TASK DESCRIPTION: According to the UMBC ebiquity blog page below, what is the implicit fifth V of data science?

TEXT FOR ANALYSIS:
UMBC ebiquity
Machine Learning

Archive for the 'Machine Learning' Category

UMBC Data Science Graduate Program Starts Fall 2017

June 16th, 2017, by Tim Finin, posted in Big data, Data Science, Database, Datamining, KR, Machine Learning, NLP

 

UMBC Data Science Graduate Programs

UMBC’s Data Science Master’s program prepares students from a wide range of disciplinary backgrounds for careers in data science. In the core courses, students will gain a thorough understanding of data science through classes that highlight machine learning, data analysis, data management, ethical and legal considerations, and more.

Students will develop an in-depth understanding of the basic computing principles behind data science, to include, but not limited to, data ingestion, curation and cleaning and the 4Vs of data science: Volume, Variety, Velocity, Veracity, as well as the implicit 5th V — Value. Through applying principles of data science to the analysis of problems within specific domains expressed through the program pathways, students will gain practical, real world industry relevant experience.

The MPS in Data Science is an industry-recognized credential and the program prepares students with the technical and management skills that they need to succeed in the workplace.

For more information and to apply online, see the Data Science MPS site.

Data Science MD: Getting Started with NLP, Sentiment Analysis and OpenNLP

June 15th, 2017, by Tim Finin, posted in Machine Learning, NLP

The topic of this month’s Data Science MD meetup is Getting Started with NLP, Sentiment Analysis and OpenNLP. The meeting will be 6:30-9:00pm, Monday, June 19 in Building 200 Room E100 at the JHU Applied Physics Laboratory. The meeting starts with networking and food and feature talks by two practitioners.

Brian Sacash (Deloitte & Touche): NLP and Sentiment Analysis

Natural Language Processing, the analysis of language, can be challenging if you don’t know where to start. Brian will walk through the Natural Language Tool Kit (NLTK), a Python library built for language analysis, and cover its core functionality. Through live coding he will demonstrate how to build a simple sentiment analysis engine from scratch.

Daniel Russ (NIH): It Takes a Village To Solve A Problem in Data Science

The talk will discuss a scientific case study in data science, computer-based occupational coding of free text job histories taken during epidemiological research studies. Beginning with a rationale for occupational coding, how the coding is performed, and how SOCcer is built on top of Apache OpenNLP. Throughout the talk, I will try to emphasize the importance of working as an interdisciplinary team.

See the meetup announcement to RSVP and get directions and more information.

Modeling and Extracting information about Cybersecurity Events from Text

May 15th, 2017, by Tim Finin, posted in cybersecurity, Machine Learning, NLP, OWL, Semantic Web

Ph.D. Dissertation Proposal

Modeling and Extracting information about Cybersecurity Events from Text

Taneeya Satyapanich

Tuesday, 16 May 2017, ITE 325, UMBC

People rely on the Internet to carry out much of the their daily activities such as banking, ordering food and socializing with their family and friends. The technology facilitates our lives, but also comes with many problems, including cybercrimes, stolen data and identity theft. With the large and increasing number of transaction done every day, the frequency of cybercrime events is also increasing. Since the number of security-related events is too high for manual review and monitoring, we need to train machines to be able to detect and gather data about potential cybersecurity threats. To support machines that can identify and understand threats, we need standard models to store the cybersecurity information and information extraction systems that can collect information to populate the models with data from text.

INPUT DATA:
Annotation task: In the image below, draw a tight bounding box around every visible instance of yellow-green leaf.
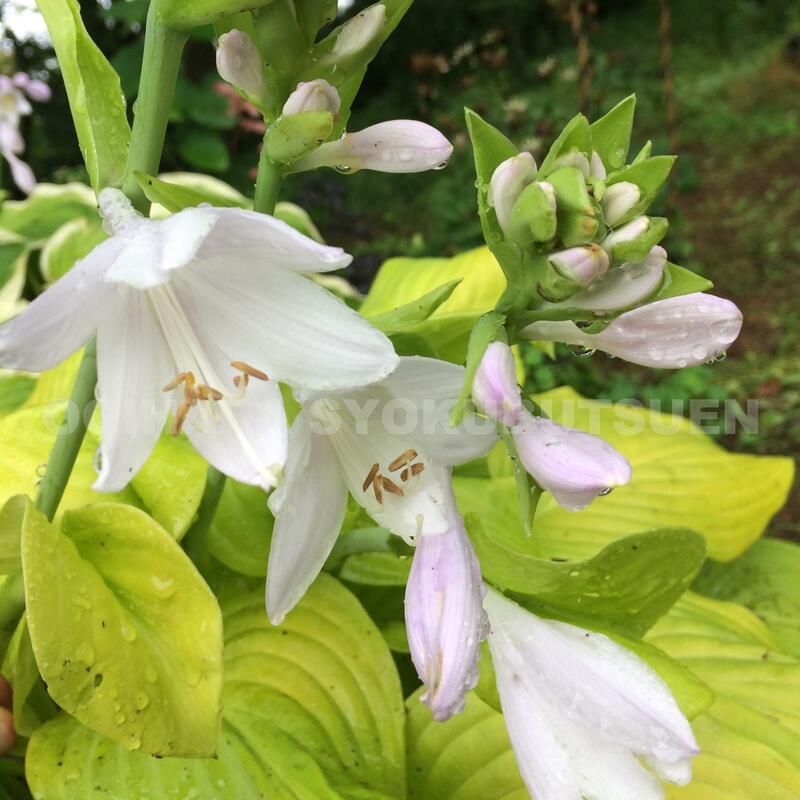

ANSWER TO THIS TASK: Value